= WORK ITEM A =
Transcribe the stretch of the passage about sitting with Mom in the hospital from "I talked with" through "let her be.".
= WORK ITEM B =
Answer these questions from the passage about sitting with Mom in the hospital:
(i) What role does the writer hold for Mom?
(ii) What did the hospital bring for the writer and for Mom?
(iii) Which friend came and sat with the writer?

Am I doing what my Mom would want me to do for her?  As her health care proxy I've always questioned my decisions - especially when my decisions are not what "angry dementia Mom" wants. And here we are, with the biggest decision of all.  Here was Mom's "exit event".  Here was a door that I could hold open for my Mother, so she could leave.

So I sat, and sat, and waited. How long would we be here: days - weeks?
I talked with Mom - she could not respond. I massaged her hands and arms with moisturizer. I combed her hair and washed her face. I kissed and cried. The hospital brought coffee and muffins for me and ice water for Mom. I dampened her mouth with a strange sponge on a stick.  The hospital staff kept her clean and comfortable, but they mostly just let her be.
My brother had jumped on a plane and was flying, to be here.
My friend Purple Woman came and sat with me. We talked and sat and waited.

= MATERIAL PROVIDED =
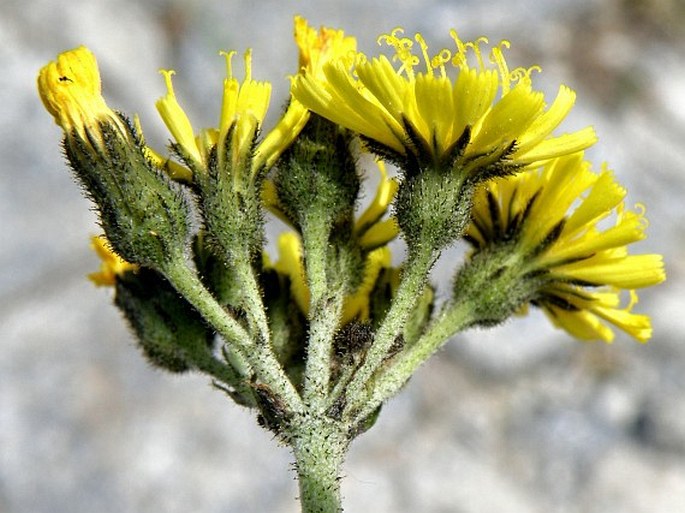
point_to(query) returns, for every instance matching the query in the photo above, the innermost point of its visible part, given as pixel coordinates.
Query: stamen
(439, 61)
(475, 46)
(459, 59)
(497, 57)
(248, 65)
(167, 73)
(229, 62)
(424, 51)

= EXERCISE OUTPUT A =
I talked with Mom - she could not respond. I massaged her hands and arms with moisturizer. I combed her hair and washed her face. I kissed and cried. The hospital brought coffee and muffins for me and ice water for Mom. I dampened her mouth with a strange sponge on a stick.  The hospital staff kept her clean and comfortable, but they mostly just let her be.

= EXERCISE OUTPUT B =
(i) Her health care proxy.
(ii) Coffee and muffins for the writer, and ice water for Mom.
(iii) Purple Woman.